■ **DATA SUPPLIED**
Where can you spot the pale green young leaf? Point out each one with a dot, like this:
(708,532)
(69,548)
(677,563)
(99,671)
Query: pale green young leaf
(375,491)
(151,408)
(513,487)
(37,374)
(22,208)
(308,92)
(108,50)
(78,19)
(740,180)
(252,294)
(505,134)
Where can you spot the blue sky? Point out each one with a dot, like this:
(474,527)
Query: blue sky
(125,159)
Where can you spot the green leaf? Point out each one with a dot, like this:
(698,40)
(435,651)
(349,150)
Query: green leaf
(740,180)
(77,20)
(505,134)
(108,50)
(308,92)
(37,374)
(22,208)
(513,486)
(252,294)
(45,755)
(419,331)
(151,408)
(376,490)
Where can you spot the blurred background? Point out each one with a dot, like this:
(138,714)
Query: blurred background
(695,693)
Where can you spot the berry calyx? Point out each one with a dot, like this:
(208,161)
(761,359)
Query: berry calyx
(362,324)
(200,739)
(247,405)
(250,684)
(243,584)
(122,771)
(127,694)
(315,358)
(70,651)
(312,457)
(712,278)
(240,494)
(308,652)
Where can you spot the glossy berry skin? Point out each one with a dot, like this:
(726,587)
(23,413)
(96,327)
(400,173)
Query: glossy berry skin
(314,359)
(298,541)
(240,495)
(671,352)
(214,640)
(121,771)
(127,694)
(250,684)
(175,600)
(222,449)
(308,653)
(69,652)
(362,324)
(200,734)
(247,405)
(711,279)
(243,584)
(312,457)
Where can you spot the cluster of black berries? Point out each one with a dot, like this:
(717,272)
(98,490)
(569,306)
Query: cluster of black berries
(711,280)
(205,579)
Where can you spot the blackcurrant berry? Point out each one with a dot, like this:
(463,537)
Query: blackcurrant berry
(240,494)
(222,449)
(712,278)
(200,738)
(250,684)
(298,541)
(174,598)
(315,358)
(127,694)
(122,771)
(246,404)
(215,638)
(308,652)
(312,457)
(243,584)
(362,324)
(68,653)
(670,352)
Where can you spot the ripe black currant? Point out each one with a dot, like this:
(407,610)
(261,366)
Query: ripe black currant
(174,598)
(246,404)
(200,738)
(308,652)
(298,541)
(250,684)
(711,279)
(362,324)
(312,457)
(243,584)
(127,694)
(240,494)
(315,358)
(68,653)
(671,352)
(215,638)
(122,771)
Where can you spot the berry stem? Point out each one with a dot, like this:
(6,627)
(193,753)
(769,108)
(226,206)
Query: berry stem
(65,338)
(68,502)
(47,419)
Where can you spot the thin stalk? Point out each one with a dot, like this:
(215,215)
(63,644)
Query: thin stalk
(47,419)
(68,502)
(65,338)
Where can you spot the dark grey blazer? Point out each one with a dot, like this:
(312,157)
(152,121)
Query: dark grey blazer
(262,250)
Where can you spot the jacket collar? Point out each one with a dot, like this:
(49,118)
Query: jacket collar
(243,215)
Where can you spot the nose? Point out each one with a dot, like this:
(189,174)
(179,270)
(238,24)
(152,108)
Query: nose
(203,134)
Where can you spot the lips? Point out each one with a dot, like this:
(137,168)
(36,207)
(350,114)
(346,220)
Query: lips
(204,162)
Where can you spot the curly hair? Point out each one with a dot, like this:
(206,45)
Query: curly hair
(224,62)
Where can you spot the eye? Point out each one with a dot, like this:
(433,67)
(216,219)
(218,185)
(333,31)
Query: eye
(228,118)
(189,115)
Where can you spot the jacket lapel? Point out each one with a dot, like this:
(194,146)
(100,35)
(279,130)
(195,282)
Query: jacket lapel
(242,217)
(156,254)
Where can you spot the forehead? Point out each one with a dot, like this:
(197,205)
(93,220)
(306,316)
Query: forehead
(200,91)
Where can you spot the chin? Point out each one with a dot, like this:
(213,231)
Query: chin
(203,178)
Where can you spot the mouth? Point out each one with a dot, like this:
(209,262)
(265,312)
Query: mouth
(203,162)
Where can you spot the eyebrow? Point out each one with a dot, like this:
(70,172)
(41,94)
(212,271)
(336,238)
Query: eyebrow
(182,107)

■ **TASK OBJECTIVE**
Every line of the data must be written out again word for word.

■ **SOLVED EXERCISE**
Where can you spot the pale green young leaf? Point out each one with a dot, like this:
(708,532)
(69,548)
(677,563)
(99,671)
Query: pale green young leaf
(375,491)
(151,408)
(513,487)
(37,374)
(22,208)
(308,92)
(108,50)
(78,19)
(740,180)
(252,294)
(505,134)
Where can you spot the blue sky? Point out each one with a dot, like this:
(474,527)
Query: blue sky
(125,159)
Where can you spot the green leaf? Point out each one with a dot, like this:
(698,40)
(435,651)
(349,150)
Query: green leaf
(740,180)
(77,20)
(505,134)
(108,50)
(308,92)
(37,374)
(22,208)
(513,486)
(252,294)
(45,755)
(419,331)
(151,408)
(376,490)
Where can you spot the blurred background? Point out each one with a dot, like this:
(138,714)
Query: blurred background
(695,693)
Where can you spot the berry calyx? Point out each one with a dot, like this:
(208,161)
(761,359)
Query: berry calyx
(362,324)
(200,739)
(247,405)
(250,684)
(243,584)
(122,771)
(127,694)
(315,358)
(70,651)
(312,457)
(712,278)
(240,494)
(308,652)
Where can you spot the glossy berry skin? Point out each one with a dot, like this:
(726,587)
(23,413)
(96,327)
(400,173)
Query: glossy berry skin
(314,359)
(298,541)
(240,495)
(671,352)
(214,640)
(121,771)
(127,694)
(250,684)
(175,600)
(222,449)
(308,653)
(69,652)
(362,324)
(200,734)
(247,405)
(711,279)
(243,584)
(312,457)
Where can you spot the cluster of black berries? Point out each one with a dot, like this:
(717,272)
(98,490)
(569,306)
Query: cluster of black berries
(711,280)
(205,579)
Where can you spot the blackcurrant berry? Point out each one with a dot, like this:
(463,537)
Query: blackcurrant berry
(240,494)
(222,449)
(712,278)
(200,738)
(250,684)
(298,541)
(174,598)
(315,358)
(127,694)
(122,771)
(246,404)
(215,638)
(308,652)
(312,457)
(243,584)
(362,324)
(68,653)
(670,352)
Where can you spot the ripe black currant? Point out each one with a dot, like this:
(407,610)
(261,366)
Query: ripe black currant
(174,598)
(246,404)
(200,738)
(308,652)
(298,541)
(250,684)
(711,279)
(362,324)
(312,457)
(243,584)
(127,694)
(240,494)
(315,358)
(68,653)
(671,352)
(215,638)
(122,771)
Where can you spot the berry stem? Point out each one with a dot, like this:
(6,627)
(193,753)
(769,108)
(226,206)
Query: berry stem
(65,338)
(68,502)
(47,419)
Where can you spot the thin stalk? Point out each one with a dot, like this:
(215,215)
(63,644)
Query: thin stalk
(47,419)
(68,502)
(65,338)
Where can you spot the dark grey blazer? Point out each one with a dot, like this:
(312,157)
(152,121)
Query: dark grey blazer
(262,250)
Where can you spot the jacket collar? Point out each one with a dot, like this:
(49,118)
Query: jacket collar
(243,215)
Where can you spot the nose? Point out each one with a dot, like this:
(189,174)
(179,270)
(238,24)
(152,108)
Query: nose
(203,134)
Where can you spot the lips? Point out each one with a dot, like this:
(137,168)
(36,207)
(350,114)
(346,220)
Query: lips
(204,162)
Where can you spot the curly hair? Point out each one with a dot, like this:
(206,45)
Query: curly hair
(224,62)
Where can you spot the eye? Point out each one with a dot, like this:
(433,67)
(216,219)
(218,185)
(333,31)
Query: eye
(228,118)
(189,115)
Where can you spot the jacket lapel? Point out each one with a dot, like this:
(194,146)
(100,35)
(279,130)
(195,282)
Query: jacket lapel
(242,217)
(156,254)
Where can you spot the forehead? Point out each one with a dot, like this:
(197,205)
(93,220)
(306,316)
Query: forehead
(200,91)
Where can you spot the chin? Point out each one with a dot, like this:
(213,231)
Query: chin
(203,178)
Where can you spot the mouth? Point out each one with a dot, like this:
(209,262)
(265,312)
Query: mouth
(203,162)
Where can you spot the eyebrow? Point out each one with a dot, like this:
(70,172)
(41,94)
(212,271)
(336,238)
Query: eyebrow
(182,107)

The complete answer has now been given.